Aim of the task: The response should be an exact copy of every record.

Segmentation mask data:
.....

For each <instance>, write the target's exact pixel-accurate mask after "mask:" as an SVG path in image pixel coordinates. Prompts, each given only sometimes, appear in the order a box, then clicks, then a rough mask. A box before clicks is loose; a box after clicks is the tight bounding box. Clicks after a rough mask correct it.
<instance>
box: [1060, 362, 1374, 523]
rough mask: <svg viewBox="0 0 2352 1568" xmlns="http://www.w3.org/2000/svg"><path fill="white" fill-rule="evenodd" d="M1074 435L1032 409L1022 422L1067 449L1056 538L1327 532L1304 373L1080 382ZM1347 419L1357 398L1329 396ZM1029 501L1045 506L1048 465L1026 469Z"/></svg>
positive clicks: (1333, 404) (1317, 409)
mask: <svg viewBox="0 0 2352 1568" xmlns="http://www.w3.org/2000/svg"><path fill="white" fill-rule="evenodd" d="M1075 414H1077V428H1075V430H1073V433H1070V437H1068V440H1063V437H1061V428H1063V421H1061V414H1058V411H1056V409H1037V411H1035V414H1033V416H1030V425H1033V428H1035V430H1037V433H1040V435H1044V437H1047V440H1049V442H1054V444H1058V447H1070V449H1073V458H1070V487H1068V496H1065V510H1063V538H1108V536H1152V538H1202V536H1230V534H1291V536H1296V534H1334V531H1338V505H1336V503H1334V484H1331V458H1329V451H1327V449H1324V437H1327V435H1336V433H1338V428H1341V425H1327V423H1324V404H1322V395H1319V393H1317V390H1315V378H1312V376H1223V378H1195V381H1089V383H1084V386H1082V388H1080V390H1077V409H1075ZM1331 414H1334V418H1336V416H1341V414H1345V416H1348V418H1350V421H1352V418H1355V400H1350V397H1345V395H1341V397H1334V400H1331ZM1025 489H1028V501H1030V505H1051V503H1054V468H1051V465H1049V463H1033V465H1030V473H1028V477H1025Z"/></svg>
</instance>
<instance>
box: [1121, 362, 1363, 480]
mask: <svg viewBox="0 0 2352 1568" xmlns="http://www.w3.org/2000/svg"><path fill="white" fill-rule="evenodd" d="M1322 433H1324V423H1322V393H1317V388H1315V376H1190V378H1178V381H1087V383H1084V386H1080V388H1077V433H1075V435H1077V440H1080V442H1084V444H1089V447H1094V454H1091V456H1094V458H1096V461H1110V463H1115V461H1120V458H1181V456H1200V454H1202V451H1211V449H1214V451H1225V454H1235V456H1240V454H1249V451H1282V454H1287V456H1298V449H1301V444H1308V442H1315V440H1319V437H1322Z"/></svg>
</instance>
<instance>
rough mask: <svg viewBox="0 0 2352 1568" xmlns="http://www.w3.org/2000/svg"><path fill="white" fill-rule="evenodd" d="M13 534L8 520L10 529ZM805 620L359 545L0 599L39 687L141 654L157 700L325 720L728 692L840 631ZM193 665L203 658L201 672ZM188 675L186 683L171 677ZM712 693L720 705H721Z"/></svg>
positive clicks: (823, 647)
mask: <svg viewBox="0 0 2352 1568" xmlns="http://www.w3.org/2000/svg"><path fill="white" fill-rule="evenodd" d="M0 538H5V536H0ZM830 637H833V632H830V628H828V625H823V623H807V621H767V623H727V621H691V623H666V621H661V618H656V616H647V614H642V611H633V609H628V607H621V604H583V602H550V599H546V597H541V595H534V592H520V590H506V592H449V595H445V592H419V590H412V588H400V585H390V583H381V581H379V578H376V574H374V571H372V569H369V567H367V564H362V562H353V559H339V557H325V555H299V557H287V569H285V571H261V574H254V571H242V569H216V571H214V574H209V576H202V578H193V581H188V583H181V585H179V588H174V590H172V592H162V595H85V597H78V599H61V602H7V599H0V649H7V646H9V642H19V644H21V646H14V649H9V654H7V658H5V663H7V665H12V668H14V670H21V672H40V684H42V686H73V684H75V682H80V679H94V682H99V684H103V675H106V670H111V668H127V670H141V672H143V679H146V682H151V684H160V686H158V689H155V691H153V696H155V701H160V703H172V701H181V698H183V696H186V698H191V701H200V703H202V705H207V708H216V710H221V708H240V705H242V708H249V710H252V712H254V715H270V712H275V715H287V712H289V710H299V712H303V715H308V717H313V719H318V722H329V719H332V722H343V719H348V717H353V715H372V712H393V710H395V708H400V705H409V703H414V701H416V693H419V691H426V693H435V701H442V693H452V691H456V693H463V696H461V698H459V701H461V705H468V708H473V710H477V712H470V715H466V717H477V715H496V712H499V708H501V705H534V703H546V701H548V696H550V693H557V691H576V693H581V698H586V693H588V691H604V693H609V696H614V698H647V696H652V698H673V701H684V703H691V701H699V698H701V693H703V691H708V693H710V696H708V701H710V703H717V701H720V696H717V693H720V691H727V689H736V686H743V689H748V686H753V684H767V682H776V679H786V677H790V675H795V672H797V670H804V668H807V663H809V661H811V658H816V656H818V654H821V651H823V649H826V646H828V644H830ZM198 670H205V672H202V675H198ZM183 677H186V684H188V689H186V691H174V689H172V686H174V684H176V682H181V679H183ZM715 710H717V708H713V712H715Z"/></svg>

.....

Task answer:
For each <instance>, write the target's exact pixel-accurate mask after "mask:" as an SVG path in image pixel coordinates. Prompts, each given only sometimes, appear in the order a box, then clicks, then a rough mask. A box before clicks is loose; a box after clicks is the tight bounding box. Clicks after a rough mask correct it.
<instance>
box: [1060, 362, 1374, 523]
rough mask: <svg viewBox="0 0 2352 1568" xmlns="http://www.w3.org/2000/svg"><path fill="white" fill-rule="evenodd" d="M1074 435L1032 409L1022 422L1067 449L1056 538L1327 532L1304 373L1080 382ZM1347 419L1357 398L1329 396ZM1029 501L1045 506L1048 465L1026 469Z"/></svg>
positive clicks: (1333, 404) (1317, 409)
mask: <svg viewBox="0 0 2352 1568" xmlns="http://www.w3.org/2000/svg"><path fill="white" fill-rule="evenodd" d="M1075 414H1077V428H1075V430H1073V433H1070V437H1068V440H1063V437H1061V428H1063V421H1061V414H1058V411H1056V409H1037V411H1035V414H1033V416H1030V425H1033V428H1035V430H1037V433H1040V435H1044V437H1047V440H1049V442H1054V444H1058V447H1070V449H1073V458H1070V487H1068V496H1065V510H1063V538H1108V536H1152V538H1202V536H1230V534H1291V536H1296V534H1334V531H1338V505H1336V503H1334V484H1331V458H1329V451H1327V449H1324V437H1327V435H1336V433H1338V428H1341V425H1327V423H1324V404H1322V395H1319V393H1317V390H1315V378H1312V376H1223V378H1195V381H1089V383H1084V386H1082V388H1080V390H1077V409H1075ZM1331 414H1334V418H1336V416H1341V414H1345V416H1348V418H1350V421H1352V418H1355V400H1350V397H1345V395H1341V397H1334V400H1331ZM1025 489H1028V501H1030V505H1051V503H1054V468H1051V465H1049V463H1033V465H1030V473H1028V477H1025Z"/></svg>
</instance>
<instance>
box: [1121, 362, 1363, 480]
mask: <svg viewBox="0 0 2352 1568" xmlns="http://www.w3.org/2000/svg"><path fill="white" fill-rule="evenodd" d="M1322 433H1324V423H1322V393H1317V388H1315V376H1190V378H1178V381H1087V383H1084V386H1080V388H1077V433H1075V435H1077V440H1080V442H1084V444H1089V447H1094V454H1091V456H1094V458H1096V461H1110V463H1115V461H1120V458H1181V456H1200V454H1202V451H1211V449H1214V451H1225V454H1235V456H1240V454H1249V451H1282V454H1287V456H1298V449H1301V444H1308V442H1315V440H1319V437H1322Z"/></svg>
</instance>
<instance>
rough mask: <svg viewBox="0 0 2352 1568" xmlns="http://www.w3.org/2000/svg"><path fill="white" fill-rule="evenodd" d="M13 534L8 520L10 529ZM805 620L359 545L0 599L39 687L141 654L157 700L325 720L728 692L840 631ZM193 665L203 658L201 672ZM188 675L186 683L171 677ZM712 693L720 705H721Z"/></svg>
positive clicks: (823, 647)
mask: <svg viewBox="0 0 2352 1568" xmlns="http://www.w3.org/2000/svg"><path fill="white" fill-rule="evenodd" d="M0 538H5V536H0ZM830 637H833V632H830V628H828V625H823V623H807V621H767V623H727V621H691V623H666V621H661V618H656V616H647V614H642V611H633V609H628V607H621V604H583V602H550V599H546V597H541V595H534V592H520V590H506V592H449V595H445V592H419V590H412V588H400V585H390V583H381V581H379V578H376V574H374V571H372V569H369V567H367V564H362V562H353V559H339V557H325V555H299V557H287V569H285V571H261V574H254V571H242V569H216V571H214V574H209V576H202V578H193V581H188V583H181V585H179V588H174V590H172V592H162V595H85V597H78V599H61V602H7V599H0V649H7V646H9V642H19V644H21V646H14V649H9V654H7V658H5V663H7V665H12V668H14V670H21V672H40V684H42V686H73V684H75V682H80V679H94V682H99V684H103V675H106V670H111V668H127V670H141V672H143V679H146V682H151V684H160V686H158V689H155V691H153V696H155V701H160V703H172V701H181V698H183V696H186V698H191V701H200V703H202V705H207V708H216V710H221V708H240V705H242V708H249V710H252V712H254V715H270V712H275V715H287V712H289V710H299V712H303V715H308V717H313V719H318V722H329V719H332V722H343V719H348V717H353V715H372V712H393V710H395V708H400V705H409V703H414V701H416V693H419V691H426V693H435V701H442V693H452V691H456V693H463V696H461V698H459V701H461V705H468V708H473V710H477V712H470V715H466V717H477V715H496V712H499V708H501V705H534V703H546V701H548V696H550V693H557V691H576V693H581V698H586V693H588V691H604V693H609V696H614V698H647V696H652V698H673V701H684V703H691V701H699V698H701V693H703V691H708V693H710V696H708V701H710V703H717V701H720V696H717V693H720V691H727V689H736V686H743V689H748V686H753V684H767V682H776V679H786V677H790V675H795V672H797V670H804V668H807V663H809V661H811V658H816V656H818V654H821V651H823V649H826V646H828V644H830ZM198 670H205V672H202V675H198ZM183 677H186V684H188V689H186V691H174V689H172V686H174V684H176V682H181V679H183ZM715 710H717V708H713V712H715Z"/></svg>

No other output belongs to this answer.